(Stored dataset items)
┏━━
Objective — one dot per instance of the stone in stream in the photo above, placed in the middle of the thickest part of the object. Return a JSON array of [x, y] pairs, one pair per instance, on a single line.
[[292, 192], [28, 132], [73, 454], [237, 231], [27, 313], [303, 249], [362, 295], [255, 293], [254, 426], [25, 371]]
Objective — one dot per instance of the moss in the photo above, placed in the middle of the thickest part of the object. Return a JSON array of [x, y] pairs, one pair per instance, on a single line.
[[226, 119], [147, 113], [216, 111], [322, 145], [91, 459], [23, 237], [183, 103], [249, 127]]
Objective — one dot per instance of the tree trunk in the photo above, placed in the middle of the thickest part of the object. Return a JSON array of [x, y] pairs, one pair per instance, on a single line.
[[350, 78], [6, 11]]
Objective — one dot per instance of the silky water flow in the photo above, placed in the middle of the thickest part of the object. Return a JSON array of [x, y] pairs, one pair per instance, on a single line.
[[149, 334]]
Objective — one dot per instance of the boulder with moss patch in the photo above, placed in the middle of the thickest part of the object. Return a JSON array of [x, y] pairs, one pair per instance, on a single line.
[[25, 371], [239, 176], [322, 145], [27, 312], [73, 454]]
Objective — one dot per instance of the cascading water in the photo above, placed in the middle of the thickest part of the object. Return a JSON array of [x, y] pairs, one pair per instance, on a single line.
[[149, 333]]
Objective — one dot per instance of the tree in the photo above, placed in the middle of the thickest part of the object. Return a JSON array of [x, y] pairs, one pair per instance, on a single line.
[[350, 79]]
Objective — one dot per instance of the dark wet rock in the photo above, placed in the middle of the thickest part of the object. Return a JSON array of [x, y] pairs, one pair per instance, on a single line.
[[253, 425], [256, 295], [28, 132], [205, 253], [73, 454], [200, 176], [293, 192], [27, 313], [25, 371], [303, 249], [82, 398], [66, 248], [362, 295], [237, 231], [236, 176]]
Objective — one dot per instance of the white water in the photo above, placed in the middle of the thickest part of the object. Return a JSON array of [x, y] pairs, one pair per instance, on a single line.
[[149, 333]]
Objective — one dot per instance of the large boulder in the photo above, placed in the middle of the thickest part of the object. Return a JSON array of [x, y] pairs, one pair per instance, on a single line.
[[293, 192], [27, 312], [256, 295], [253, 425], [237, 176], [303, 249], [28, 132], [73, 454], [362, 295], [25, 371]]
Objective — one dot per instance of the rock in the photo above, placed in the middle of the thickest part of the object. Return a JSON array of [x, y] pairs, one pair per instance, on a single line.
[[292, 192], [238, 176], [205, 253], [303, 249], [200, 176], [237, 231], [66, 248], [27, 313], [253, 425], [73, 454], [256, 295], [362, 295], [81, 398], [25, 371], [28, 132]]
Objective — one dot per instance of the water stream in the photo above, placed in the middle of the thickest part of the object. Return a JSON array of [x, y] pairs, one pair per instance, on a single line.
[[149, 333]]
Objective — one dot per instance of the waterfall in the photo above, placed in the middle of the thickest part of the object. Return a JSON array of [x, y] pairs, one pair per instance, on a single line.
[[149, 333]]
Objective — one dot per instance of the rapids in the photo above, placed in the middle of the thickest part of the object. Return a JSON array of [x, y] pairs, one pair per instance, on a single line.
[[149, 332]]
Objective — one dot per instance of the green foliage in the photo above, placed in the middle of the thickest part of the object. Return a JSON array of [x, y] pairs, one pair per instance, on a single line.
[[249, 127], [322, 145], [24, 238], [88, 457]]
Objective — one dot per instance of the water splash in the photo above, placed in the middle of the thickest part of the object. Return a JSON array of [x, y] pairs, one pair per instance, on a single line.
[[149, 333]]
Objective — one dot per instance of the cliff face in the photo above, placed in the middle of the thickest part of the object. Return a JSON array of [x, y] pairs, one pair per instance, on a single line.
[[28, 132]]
┗━━
» WORK INSTRUCTIONS
Quote each line above in full, word for word.

» ANSWER TO THIS TASK
Objective — one dot per instance of the stone in stream in the photo above, placed in the middle of the thickest part of the object. Return a JSON array of [x, y] pairs, one pair per instance, on a single line.
[[292, 192], [28, 132], [73, 454], [237, 231], [27, 313], [303, 249], [362, 295], [255, 293], [254, 426], [25, 371]]
Objective — one dot per instance of the moss in the photo above, placed in the middle of the thickest part of the object. Return a JSON array of [x, y] pairs, one pair per instance, on a single line.
[[226, 119], [147, 113], [216, 111], [322, 145], [91, 459], [23, 237], [183, 103], [249, 127]]
Objective — one dot per instance of the tree trunk in the photo above, placed in the middle of the thickest part of the object. Return a JSON array of [x, y] pairs, one pair per instance, on a single line.
[[350, 78], [6, 11]]
Objective — one dot per instance of the silky water flow in the photo above, placed in the middle of the thickest part of the object. Return a JSON array of [x, y] pairs, one pair per instance, on a single line.
[[149, 334]]
Objective — one dot per instance of the boulder with moss patch in the photo above, placed in the middle of the thickest part of the object. Return a JSON array of [x, y] pairs, one pair per instance, on a single line.
[[25, 371], [239, 176], [322, 145], [27, 312], [73, 454]]
Objective — one dot per instance of the cascading water in the photo above, placed in the middle of the thickest part of the object. Return a JSON array of [x, y] pairs, one pair per instance, on a single line.
[[149, 333]]
Objective — one dot per instance of the tree in the photo above, placed in the middle of the thickest part of the object. Return a JSON array of [x, y] pairs, one pair per instance, on a single line.
[[350, 79]]
Objective — one dot per instance of the dark wet rock in the photo above, placed in the middle of the thickest part of the object. Return a JSON array of [x, y] pairs, one pair per instance, on a single line.
[[253, 425], [256, 295], [28, 132], [205, 253], [73, 454], [200, 176], [293, 192], [27, 313], [25, 371], [303, 249], [82, 398], [66, 248], [362, 295], [237, 231], [236, 176]]
Objective — one dot per instance of the white water in the photo above, placed in the middle of the thickest part of the object. Return a JSON array of [x, y] pairs, one pair per instance, on a single line.
[[149, 333]]
Objective — one dot per instance of the large boulder in the photo above, placed in the middle of the thickest part of the object. Return a JSON array of [x, y] pairs, one pair per instance, on a single line.
[[293, 192], [27, 312], [256, 295], [253, 425], [237, 176], [303, 249], [28, 132], [73, 454], [362, 295], [25, 371]]
Objective — one dot per instance of the rock in the photo above, placed in the middle of the thickest part of the object. Return a JSON array of [x, y] pairs, one pair per instance, on a single line.
[[292, 192], [238, 176], [205, 253], [303, 249], [200, 176], [237, 231], [66, 248], [27, 313], [253, 425], [73, 454], [256, 295], [362, 295], [81, 398], [25, 371], [28, 132]]
Objective — one dot per instance of the water stream in the photo above, placed in the middle of the thickest part of the object. Return a JSON array of [x, y] pairs, one pair per instance, on a single line.
[[149, 333]]
Objective — one dot per instance of the waterfall in the photo above, placed in the middle of the thickest part of the object. Return a JSON array of [x, y] pairs, one pair per instance, on a single line.
[[149, 333]]
Objective — one dot per instance of the rapids in the photo above, placed in the middle of the thickest part of the object. Return a JSON array of [x, y] pairs, one pair per instance, on a single line.
[[149, 332]]
Objective — one dot per instance of the green foliage in the photo above, placed in the middle of the thickest part of the object. Return a JSON array of [x, y] pairs, one pair per instance, on a single line.
[[249, 127], [322, 145], [24, 238], [88, 457]]
Objective — one dot per instance of the water splash in the photo above, placed in the middle of the thickest part of the object. Return a JSON array of [x, y] pairs, one pair per instance, on a single line.
[[149, 333]]
Objective — one dot per instance of the cliff face in the photo above, placed in the middle of the thickest part of the object. Return a JSON array of [x, y] pairs, one pair per instance, on a single line.
[[28, 132]]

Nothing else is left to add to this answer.